**TEXT EXTRACT**
---*---
2.2. Firm Profitability

 

Profitability reveals the ability to make a profit from all activities of a firm. It shows the efficiency of using all available resources of a firm to make a profit. According to Horward and Upton (1953), “profitability is the ability of a given investment to earn a return from its use”. Profitability is divided into two categories including book value (accounting-based measurement) and market value (marketing-base measurement). Book value is the indicator revealed the firm profitability in the past, such as (1) Return on Asset (ROA) (Rahman & Saima, 2018; Muhammad, Rehman & Waqas, 2016; Bui, 2016; Gul et al., 2013; Van Horne, 2008; Sharma & Kumar, 2011; Mohamad & Saad, 2010); (2) Return on invested capital (ROIC) (Enqvist, Graham, & Nikkinen, 2014; Mohamad & Saad, 2010); (3) Gross Operating Profit (GOP) (Tu & Nguyen, 2014; Vural, Sokmen, & Cenenak, 2012; Deloof, 2003); or (4) Net Operating Profit (NOP) (Lazaridis & Tryfonidis, 2006). Market value is the indicator revealed the long-term expectation in the future of shareholder relating to profitability, such as Tobin’s Q (Vural, Sokmen, & Cenenak, 2012; Mohamad & Saad, 2010).

This paper selects ROA as the book value and Tobin’s Q as the market value of firm profitability and examines how the WCM impacts on the firm’s profitability. These two variables reflect not only the past performance (ROA) of firms, but also reflect the long-term performance in the future of the company (Tobin’s Q).

The followings present the summary of several previous studies by different authors and in different contexts: Shin and Soenen (1998) studied the relationship between the WCM and profitability of a large sample of US-listed companies over the period 1975 to 1994. The NTC which replaced the CCC was used to measure the WCM. The study concludes the inverse relationship between the firm’s profitability and the NTC. Deloof (2003) used a sample of 1,009 non-financial enterprises in Belgium for the period 1992-1996 to investigate the relationship between the WCM and the profitability. The results showed the negative effects between the CCC, the ARD, the INVD, the APD with the GOP. Concurrently, managers need to reduce the ARD and the INVD to a reasonable level may help improve the shareholders’ value.

Lazaridis and Tryfonidis (2006) used a sample of 131 companies listed on the Athens stock exchange for the period 2001-2004. The study showed the CCC had the opposite impact on the GOP. The research showed that managers could improve profitability by setting the reasonable level of the CCC and its components. Mohamad and Saad (2010) applied correlations and multiple regression analysis to investigate the data, including 172 listed firms randomly selected from Bursa Malaysia's main board for 5 years from 2003 to 2007. It concluded that the WCM had the significant negative impacts on the firm’s profitability, including market value (Tobin’s Q) and book value (ROA, ROIC).
---*---
(Point placement lines)

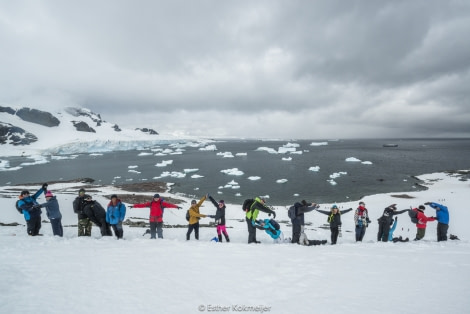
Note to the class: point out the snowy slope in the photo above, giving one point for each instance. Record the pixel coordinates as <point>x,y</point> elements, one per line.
<point>138,275</point>
<point>65,139</point>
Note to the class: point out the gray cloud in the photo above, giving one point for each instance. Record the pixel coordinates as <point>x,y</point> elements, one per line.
<point>277,69</point>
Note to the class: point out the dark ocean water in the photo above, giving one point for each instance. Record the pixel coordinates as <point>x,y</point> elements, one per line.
<point>392,169</point>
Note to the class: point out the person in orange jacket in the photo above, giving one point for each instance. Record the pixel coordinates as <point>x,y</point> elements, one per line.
<point>422,220</point>
<point>157,205</point>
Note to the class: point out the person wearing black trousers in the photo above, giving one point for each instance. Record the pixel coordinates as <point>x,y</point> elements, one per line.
<point>386,221</point>
<point>334,218</point>
<point>220,219</point>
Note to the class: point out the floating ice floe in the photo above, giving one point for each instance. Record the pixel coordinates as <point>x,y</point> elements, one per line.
<point>225,154</point>
<point>38,160</point>
<point>164,163</point>
<point>338,174</point>
<point>208,148</point>
<point>352,159</point>
<point>173,174</point>
<point>318,143</point>
<point>5,166</point>
<point>267,149</point>
<point>232,172</point>
<point>64,157</point>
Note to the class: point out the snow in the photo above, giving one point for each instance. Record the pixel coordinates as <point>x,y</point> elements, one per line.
<point>138,275</point>
<point>318,143</point>
<point>314,168</point>
<point>232,172</point>
<point>352,159</point>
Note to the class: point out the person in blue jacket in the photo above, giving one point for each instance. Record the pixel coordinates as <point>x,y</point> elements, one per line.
<point>390,233</point>
<point>31,210</point>
<point>53,213</point>
<point>442,216</point>
<point>115,214</point>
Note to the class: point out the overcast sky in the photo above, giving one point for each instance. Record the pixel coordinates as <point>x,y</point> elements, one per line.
<point>270,69</point>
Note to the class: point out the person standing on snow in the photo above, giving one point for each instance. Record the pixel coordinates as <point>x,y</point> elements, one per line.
<point>442,216</point>
<point>157,206</point>
<point>84,223</point>
<point>220,219</point>
<point>252,214</point>
<point>115,214</point>
<point>194,216</point>
<point>53,213</point>
<point>334,219</point>
<point>361,220</point>
<point>422,220</point>
<point>31,210</point>
<point>386,221</point>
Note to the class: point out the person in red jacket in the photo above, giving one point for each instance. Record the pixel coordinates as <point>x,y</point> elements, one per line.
<point>422,220</point>
<point>157,206</point>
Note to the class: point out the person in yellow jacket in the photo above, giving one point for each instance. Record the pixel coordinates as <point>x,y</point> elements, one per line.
<point>194,217</point>
<point>252,214</point>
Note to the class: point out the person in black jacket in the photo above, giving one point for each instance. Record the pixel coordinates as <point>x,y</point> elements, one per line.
<point>386,221</point>
<point>220,219</point>
<point>97,214</point>
<point>334,218</point>
<point>84,223</point>
<point>298,223</point>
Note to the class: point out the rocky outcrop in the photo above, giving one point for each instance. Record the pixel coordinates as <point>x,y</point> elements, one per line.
<point>80,112</point>
<point>10,134</point>
<point>149,131</point>
<point>37,116</point>
<point>83,127</point>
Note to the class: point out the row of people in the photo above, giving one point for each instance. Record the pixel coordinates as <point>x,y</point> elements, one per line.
<point>89,211</point>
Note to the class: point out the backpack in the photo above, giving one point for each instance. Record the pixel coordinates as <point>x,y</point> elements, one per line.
<point>17,207</point>
<point>413,215</point>
<point>275,224</point>
<point>247,204</point>
<point>291,213</point>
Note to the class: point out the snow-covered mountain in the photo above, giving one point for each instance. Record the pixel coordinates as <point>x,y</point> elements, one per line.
<point>25,131</point>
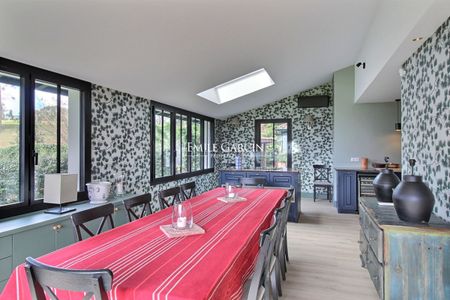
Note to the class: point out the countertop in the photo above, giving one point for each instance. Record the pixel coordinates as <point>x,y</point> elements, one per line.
<point>386,215</point>
<point>288,170</point>
<point>368,170</point>
<point>39,218</point>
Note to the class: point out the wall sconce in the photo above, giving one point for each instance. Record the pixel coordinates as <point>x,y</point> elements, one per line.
<point>398,124</point>
<point>309,120</point>
<point>361,63</point>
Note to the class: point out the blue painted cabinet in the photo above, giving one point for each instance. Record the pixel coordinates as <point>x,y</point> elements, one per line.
<point>274,179</point>
<point>346,192</point>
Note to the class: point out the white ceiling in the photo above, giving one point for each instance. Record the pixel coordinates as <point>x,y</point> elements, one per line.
<point>389,43</point>
<point>170,50</point>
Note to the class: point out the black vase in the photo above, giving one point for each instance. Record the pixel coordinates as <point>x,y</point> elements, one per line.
<point>384,183</point>
<point>413,200</point>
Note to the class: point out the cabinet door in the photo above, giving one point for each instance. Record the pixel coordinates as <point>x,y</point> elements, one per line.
<point>120,215</point>
<point>282,179</point>
<point>34,242</point>
<point>264,175</point>
<point>346,192</point>
<point>64,234</point>
<point>232,177</point>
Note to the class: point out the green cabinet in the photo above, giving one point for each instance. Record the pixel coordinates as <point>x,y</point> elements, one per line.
<point>37,234</point>
<point>64,234</point>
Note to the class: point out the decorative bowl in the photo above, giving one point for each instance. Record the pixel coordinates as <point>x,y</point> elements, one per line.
<point>98,192</point>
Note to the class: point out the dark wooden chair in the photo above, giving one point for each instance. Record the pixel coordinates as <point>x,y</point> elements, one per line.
<point>78,219</point>
<point>141,202</point>
<point>259,286</point>
<point>253,181</point>
<point>169,196</point>
<point>42,278</point>
<point>188,190</point>
<point>322,180</point>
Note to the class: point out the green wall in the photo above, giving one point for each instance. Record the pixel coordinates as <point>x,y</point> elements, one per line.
<point>362,130</point>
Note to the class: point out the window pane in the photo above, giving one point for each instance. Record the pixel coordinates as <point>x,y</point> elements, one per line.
<point>266,144</point>
<point>181,144</point>
<point>10,116</point>
<point>158,143</point>
<point>207,145</point>
<point>281,145</point>
<point>196,144</point>
<point>70,131</point>
<point>167,170</point>
<point>45,111</point>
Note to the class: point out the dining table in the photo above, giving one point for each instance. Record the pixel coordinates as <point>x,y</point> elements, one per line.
<point>146,264</point>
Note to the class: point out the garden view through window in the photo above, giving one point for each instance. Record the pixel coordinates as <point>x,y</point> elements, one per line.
<point>42,118</point>
<point>181,140</point>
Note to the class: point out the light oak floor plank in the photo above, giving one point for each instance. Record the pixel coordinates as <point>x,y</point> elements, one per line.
<point>324,256</point>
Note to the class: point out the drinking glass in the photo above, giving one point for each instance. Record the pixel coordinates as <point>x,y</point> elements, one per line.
<point>182,217</point>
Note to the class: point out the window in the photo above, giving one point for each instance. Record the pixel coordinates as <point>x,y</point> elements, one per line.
<point>273,143</point>
<point>181,141</point>
<point>44,129</point>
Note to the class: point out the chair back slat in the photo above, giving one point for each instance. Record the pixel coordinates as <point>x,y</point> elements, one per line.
<point>142,201</point>
<point>260,279</point>
<point>253,181</point>
<point>188,190</point>
<point>169,196</point>
<point>321,172</point>
<point>80,218</point>
<point>42,277</point>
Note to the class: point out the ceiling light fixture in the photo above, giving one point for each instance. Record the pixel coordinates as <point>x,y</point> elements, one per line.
<point>238,87</point>
<point>361,63</point>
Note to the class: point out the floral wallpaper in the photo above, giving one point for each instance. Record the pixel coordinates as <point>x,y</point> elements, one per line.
<point>310,145</point>
<point>425,94</point>
<point>121,143</point>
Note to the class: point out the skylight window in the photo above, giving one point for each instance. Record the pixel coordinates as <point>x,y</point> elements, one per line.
<point>238,87</point>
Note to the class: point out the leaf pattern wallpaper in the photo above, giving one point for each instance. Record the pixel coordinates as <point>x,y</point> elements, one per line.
<point>425,94</point>
<point>310,145</point>
<point>121,143</point>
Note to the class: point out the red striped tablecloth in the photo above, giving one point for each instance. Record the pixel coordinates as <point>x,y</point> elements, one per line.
<point>148,265</point>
---*---
**EXERCISE REQUIREMENTS**
[1] Reproduce the firm profitability text word for word between "This paper selects" and "company (Tobin’s Q).", inclusive.
[2] Write the next part of the firm profitability text, picking up right after its last sentence.
These lines come from a different source than the firm profitability text.

**RESULTS FOR EACH TASK**
[1]
This paper selects ROA as the book value and Tobin’s Q as the market value of firm profitability and examines how the WCM impacts on the firm’s profitability. These two variables reflect not only the past performance (ROA) of firms, but also reflect the long-term performance in the future of the company (Tobin’s Q).

[2]
Sharma and Kumar (2011) used the sample including 263 non-financial companies listed on the Bombay Stock Exchange (BSE) for the period 2000-2008 to test the impact of the CCC and its components on the ROA. The conclusion found the statistically significant effects between the ARD and firm size on the ROA. Vural, Sokmen, and Cenenak (2012) used secondary data collected from 75 manufacturing firms listed on the Istanbul Stock Exchange Market for the period 2002 - 2009 with an attempt to investigate the effects of WCR and its components on the firm’s profitability including book value (GOP) and market value (Tobin’s Q). The results demonstrated that firms could increase the GOP by shortening the ARD and the CCC. However, Tobin’s Q was impacted insignificantly except for the CCC.

Gul et al. (2013) investigated the impact of the WCM on the ROA of small and medium enterprises in Pakistan for the period 2006-2012. The results showed that the APD had the positive effect on the ROA. While the ARD, the INVD, and the CCC had the opposite effects on the ROA. On the other hand, the study also found the positive impact of control variables in which firm size on ROA. But the control variable that is current ratio had the opposite effect on ROA. Tu and Nguyen (2014) tested the effects of the WCM on the GOP of 208 non-financial companies listed on the Vietnamese stock market in many economic sectors such as construction, real estate and transportation. The results showed that the effective WCM by shortening the ARD and INVD would increase the profitability of firms. Moreover, other sectors led to the relationship between WCM and profitability was also different.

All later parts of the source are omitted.